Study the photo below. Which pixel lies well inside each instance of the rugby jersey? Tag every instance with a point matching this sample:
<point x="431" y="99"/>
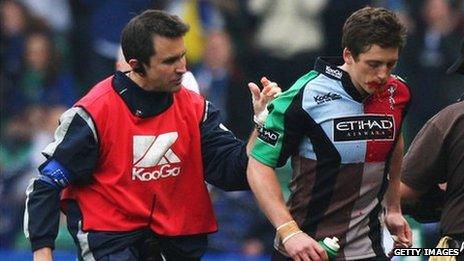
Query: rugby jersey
<point x="340" y="144"/>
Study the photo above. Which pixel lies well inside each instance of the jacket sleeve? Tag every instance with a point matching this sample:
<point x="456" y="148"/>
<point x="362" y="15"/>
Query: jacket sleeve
<point x="71" y="158"/>
<point x="224" y="156"/>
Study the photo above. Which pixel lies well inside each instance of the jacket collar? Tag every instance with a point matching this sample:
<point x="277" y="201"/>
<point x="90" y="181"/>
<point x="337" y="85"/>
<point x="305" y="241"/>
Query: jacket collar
<point x="140" y="102"/>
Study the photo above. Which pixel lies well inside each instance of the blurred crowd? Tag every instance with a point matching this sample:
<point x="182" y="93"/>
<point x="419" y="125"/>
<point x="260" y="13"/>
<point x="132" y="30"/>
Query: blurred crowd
<point x="53" y="51"/>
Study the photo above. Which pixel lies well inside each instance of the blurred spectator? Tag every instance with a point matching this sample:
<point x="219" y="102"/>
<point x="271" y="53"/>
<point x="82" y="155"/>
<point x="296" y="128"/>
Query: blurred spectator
<point x="240" y="25"/>
<point x="222" y="83"/>
<point x="15" y="151"/>
<point x="15" y="22"/>
<point x="242" y="229"/>
<point x="24" y="137"/>
<point x="56" y="13"/>
<point x="43" y="81"/>
<point x="428" y="52"/>
<point x="288" y="38"/>
<point x="334" y="16"/>
<point x="202" y="16"/>
<point x="96" y="32"/>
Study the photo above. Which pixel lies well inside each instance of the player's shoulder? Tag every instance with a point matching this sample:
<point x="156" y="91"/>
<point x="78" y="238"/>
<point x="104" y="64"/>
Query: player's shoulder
<point x="400" y="85"/>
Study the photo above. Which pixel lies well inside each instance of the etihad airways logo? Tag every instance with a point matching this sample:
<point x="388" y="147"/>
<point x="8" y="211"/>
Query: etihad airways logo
<point x="153" y="157"/>
<point x="366" y="127"/>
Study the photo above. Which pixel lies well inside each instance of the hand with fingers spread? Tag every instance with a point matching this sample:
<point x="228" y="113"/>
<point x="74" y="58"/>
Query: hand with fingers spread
<point x="261" y="98"/>
<point x="303" y="247"/>
<point x="399" y="229"/>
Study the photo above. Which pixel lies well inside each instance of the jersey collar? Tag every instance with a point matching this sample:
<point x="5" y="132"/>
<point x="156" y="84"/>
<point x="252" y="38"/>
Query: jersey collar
<point x="141" y="103"/>
<point x="329" y="67"/>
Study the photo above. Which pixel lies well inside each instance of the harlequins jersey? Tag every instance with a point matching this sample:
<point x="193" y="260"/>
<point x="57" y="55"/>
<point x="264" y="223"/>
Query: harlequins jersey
<point x="340" y="144"/>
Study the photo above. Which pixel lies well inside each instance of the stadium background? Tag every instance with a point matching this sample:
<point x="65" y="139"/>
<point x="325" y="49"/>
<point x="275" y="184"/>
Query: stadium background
<point x="53" y="51"/>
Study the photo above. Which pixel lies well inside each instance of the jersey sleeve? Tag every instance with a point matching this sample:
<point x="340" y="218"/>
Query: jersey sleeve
<point x="284" y="128"/>
<point x="71" y="158"/>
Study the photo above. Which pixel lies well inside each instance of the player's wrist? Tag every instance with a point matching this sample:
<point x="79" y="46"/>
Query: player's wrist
<point x="259" y="118"/>
<point x="288" y="230"/>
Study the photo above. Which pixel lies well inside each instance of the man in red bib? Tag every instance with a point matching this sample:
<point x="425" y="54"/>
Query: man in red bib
<point x="130" y="159"/>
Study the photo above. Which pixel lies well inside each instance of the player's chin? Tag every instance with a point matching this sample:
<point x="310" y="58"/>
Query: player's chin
<point x="176" y="88"/>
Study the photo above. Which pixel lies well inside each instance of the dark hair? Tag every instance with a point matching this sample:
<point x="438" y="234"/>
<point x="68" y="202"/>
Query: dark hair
<point x="372" y="25"/>
<point x="137" y="35"/>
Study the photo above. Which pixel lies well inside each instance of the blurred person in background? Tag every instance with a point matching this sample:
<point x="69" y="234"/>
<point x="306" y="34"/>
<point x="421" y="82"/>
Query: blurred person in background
<point x="25" y="135"/>
<point x="431" y="47"/>
<point x="16" y="21"/>
<point x="43" y="79"/>
<point x="96" y="35"/>
<point x="333" y="17"/>
<point x="221" y="80"/>
<point x="130" y="159"/>
<point x="202" y="16"/>
<point x="436" y="156"/>
<point x="288" y="36"/>
<point x="341" y="125"/>
<point x="15" y="153"/>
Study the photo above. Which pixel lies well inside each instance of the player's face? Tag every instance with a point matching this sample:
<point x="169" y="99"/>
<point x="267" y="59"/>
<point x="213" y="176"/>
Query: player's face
<point x="370" y="70"/>
<point x="167" y="66"/>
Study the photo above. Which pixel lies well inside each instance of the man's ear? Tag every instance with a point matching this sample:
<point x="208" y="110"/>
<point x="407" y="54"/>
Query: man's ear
<point x="348" y="56"/>
<point x="136" y="66"/>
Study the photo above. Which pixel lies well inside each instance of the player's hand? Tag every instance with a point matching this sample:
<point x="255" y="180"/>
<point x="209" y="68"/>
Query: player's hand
<point x="261" y="98"/>
<point x="43" y="254"/>
<point x="399" y="229"/>
<point x="303" y="247"/>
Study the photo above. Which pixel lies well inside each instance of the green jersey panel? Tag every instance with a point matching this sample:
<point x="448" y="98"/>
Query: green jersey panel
<point x="268" y="148"/>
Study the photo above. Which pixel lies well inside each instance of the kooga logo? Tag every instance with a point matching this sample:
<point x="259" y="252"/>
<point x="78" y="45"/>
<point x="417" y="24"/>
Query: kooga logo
<point x="153" y="157"/>
<point x="330" y="96"/>
<point x="337" y="73"/>
<point x="366" y="127"/>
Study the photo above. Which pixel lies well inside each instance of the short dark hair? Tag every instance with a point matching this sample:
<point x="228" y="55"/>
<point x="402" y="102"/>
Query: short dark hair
<point x="137" y="35"/>
<point x="372" y="25"/>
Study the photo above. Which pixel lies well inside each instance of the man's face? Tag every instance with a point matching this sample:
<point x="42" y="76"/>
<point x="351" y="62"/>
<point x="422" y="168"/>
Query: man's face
<point x="164" y="73"/>
<point x="370" y="70"/>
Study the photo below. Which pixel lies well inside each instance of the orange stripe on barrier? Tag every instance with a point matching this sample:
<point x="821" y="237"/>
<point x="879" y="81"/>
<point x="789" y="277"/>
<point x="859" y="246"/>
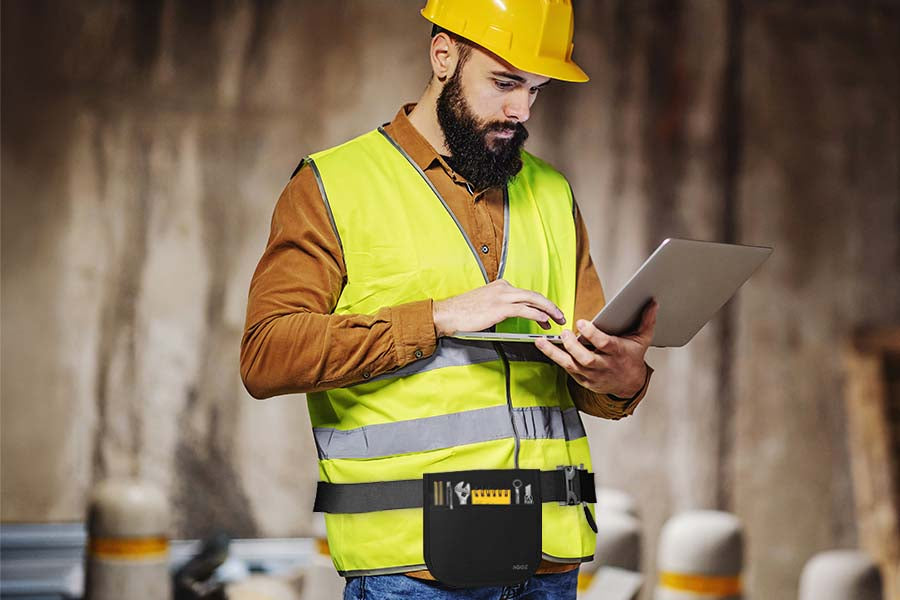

━━━━━━━━━━━━━━━━━━━━━━━━━━━━━━

TO DO: Apart from the pictures, all of the data must be duplicated exactly as shown above.

SOLUTION TO THE PROBLEM:
Study the photo below. Which pixel lies well inside each instance of the rugby jersey? Tag every instance with a point matching this sample:
<point x="431" y="99"/>
Query: rugby jersey
<point x="340" y="144"/>
Study the photo above. Which pixel lies well inside each instance of the jacket sleeve? Tag every instance with a point matching this sample:
<point x="456" y="148"/>
<point x="362" y="15"/>
Query: jacket sleeve
<point x="71" y="158"/>
<point x="224" y="156"/>
Study the photo above. Which pixel lies well inside each instance of the jacket collar? Tag every instance with a point matching this sample:
<point x="277" y="201"/>
<point x="90" y="181"/>
<point x="337" y="85"/>
<point x="305" y="241"/>
Query: jacket collar
<point x="140" y="102"/>
Study the photo above. Which pixel lies well inside each instance of the blurred crowd? Tag every instance with a point matching this sample:
<point x="182" y="93"/>
<point x="419" y="125"/>
<point x="260" y="13"/>
<point x="132" y="30"/>
Query: blurred crowd
<point x="53" y="51"/>
Study the photo above. Which pixel lies well inside each instance of the blurred spectator? Tag every instance with a point matching this sample:
<point x="219" y="102"/>
<point x="271" y="53"/>
<point x="82" y="155"/>
<point x="296" y="128"/>
Query: blurred spectator
<point x="240" y="25"/>
<point x="222" y="83"/>
<point x="15" y="151"/>
<point x="15" y="22"/>
<point x="242" y="229"/>
<point x="24" y="137"/>
<point x="56" y="13"/>
<point x="43" y="81"/>
<point x="428" y="52"/>
<point x="288" y="38"/>
<point x="334" y="16"/>
<point x="202" y="16"/>
<point x="96" y="32"/>
Study the photo above. Which pixel lies well inside each instance of the player's shoulder? Tag every instance with a point matching this sample:
<point x="156" y="91"/>
<point x="78" y="238"/>
<point x="104" y="64"/>
Query: player's shoulder
<point x="400" y="85"/>
Study the photo above. Which pixel lies well inside each instance of the etihad airways logo? Tag every instance with a point matching this sample:
<point x="388" y="147"/>
<point x="8" y="211"/>
Query: etihad airways logo
<point x="153" y="157"/>
<point x="366" y="127"/>
Study the photo above. Which pixel lies well inside each instance of the hand with fingers spread? Tag every instance with a point matching this sample:
<point x="228" y="113"/>
<point x="74" y="58"/>
Query: hand with fingers spread
<point x="261" y="98"/>
<point x="303" y="247"/>
<point x="399" y="229"/>
Study the photo above. Which pixel lies well inside each instance of the jersey collar? Tag every instance with a point matching this sample:
<point x="5" y="132"/>
<point x="156" y="84"/>
<point x="252" y="38"/>
Query: jersey collar
<point x="141" y="103"/>
<point x="329" y="67"/>
Study the photo above. Which pixel lies well inside each instance of the harlequins jersey? Tag every instance with a point matching this sample:
<point x="193" y="260"/>
<point x="57" y="55"/>
<point x="264" y="223"/>
Query: harlequins jersey
<point x="340" y="144"/>
Study the photo above. Which pixel lies well inside each instance of the stadium background? Tag every instance with a point matching this sample:
<point x="65" y="139"/>
<point x="325" y="49"/>
<point x="275" y="184"/>
Query: stadium background
<point x="53" y="51"/>
Study the photo above. Which pixel lies well inside each instance of the jersey sleeve? Tag every instance with a point matching this sample:
<point x="340" y="218"/>
Query: jersey sleeve
<point x="284" y="128"/>
<point x="71" y="158"/>
Study the photo above. Which pixel lies well inside each instance of the player's wrist? Tag every instance with a point matching this sample:
<point x="79" y="46"/>
Query: player's wrist
<point x="259" y="118"/>
<point x="288" y="230"/>
Study the photo above. Which pixel lies well inside each instance of the man in red bib? Tag every instance with a point matching this sample:
<point x="425" y="54"/>
Query: man in red bib
<point x="130" y="159"/>
Study the photo above. Which pixel lies well inside each instance of the player's chin? Tag every instance with a point matching this sample:
<point x="310" y="58"/>
Query: player's chin
<point x="176" y="88"/>
Study the photo above. Which pixel lies well inside each instance of the dark hair? Tag every instance with a point matching this sample:
<point x="438" y="234"/>
<point x="68" y="202"/>
Query: dark hair
<point x="372" y="25"/>
<point x="137" y="35"/>
Study the photo above. Which pixel lies well inside each instance of the blurred person in background? Tag every instance with a point matching this sample:
<point x="69" y="234"/>
<point x="306" y="34"/>
<point x="421" y="82"/>
Query: blurred person in background
<point x="25" y="135"/>
<point x="431" y="47"/>
<point x="16" y="21"/>
<point x="43" y="79"/>
<point x="96" y="35"/>
<point x="333" y="17"/>
<point x="221" y="80"/>
<point x="130" y="159"/>
<point x="202" y="16"/>
<point x="436" y="156"/>
<point x="288" y="36"/>
<point x="341" y="125"/>
<point x="15" y="153"/>
Study the photo above. Which pixel lies well inside each instance of the player's face? Tag every instance with a point matching this sample:
<point x="169" y="99"/>
<point x="267" y="59"/>
<point x="213" y="176"/>
Query: player's face
<point x="370" y="70"/>
<point x="167" y="66"/>
Study the photo above. Which pixel lies well inside each instance of the man's ear? Tag every instance with a point matching this sample:
<point x="208" y="110"/>
<point x="407" y="54"/>
Query: man's ear
<point x="348" y="56"/>
<point x="136" y="66"/>
Study the photo above. Which pixel lies well inside each instance of the player's hand? Tag every instance with a point matching this sample:
<point x="255" y="180"/>
<point x="209" y="68"/>
Query: player's hand
<point x="261" y="98"/>
<point x="43" y="254"/>
<point x="399" y="229"/>
<point x="303" y="247"/>
Study the photo above. Which pixel lies well inside each instance of the green jersey panel? Tag every instance with a point matching this sample:
<point x="448" y="98"/>
Query: green jersey panel
<point x="268" y="148"/>
Study the photo above. Which pixel lies well inside each instance of the kooga logo? Tag every instance with a point matching this sample:
<point x="259" y="252"/>
<point x="78" y="45"/>
<point x="417" y="24"/>
Query: kooga logo
<point x="153" y="157"/>
<point x="330" y="96"/>
<point x="337" y="73"/>
<point x="366" y="127"/>
Study the photo above. Which pixel lies well inside each instance of the short dark hair? Tag every instance with a point matching this sample:
<point x="228" y="55"/>
<point x="402" y="102"/>
Query: short dark hair
<point x="137" y="35"/>
<point x="372" y="25"/>
Study the photo above. Which pixel lies well inside each instance of the man's face? Tag every instance with a point matching this sample:
<point x="42" y="76"/>
<point x="351" y="62"/>
<point x="422" y="168"/>
Query: man's face
<point x="164" y="73"/>
<point x="370" y="70"/>
Study the photo below. Which pixel lies well inside each instance of the orange stripe on barrier? Tag every instance with a point matching this sample:
<point x="821" y="237"/>
<point x="879" y="81"/>
<point x="789" y="277"/>
<point x="859" y="246"/>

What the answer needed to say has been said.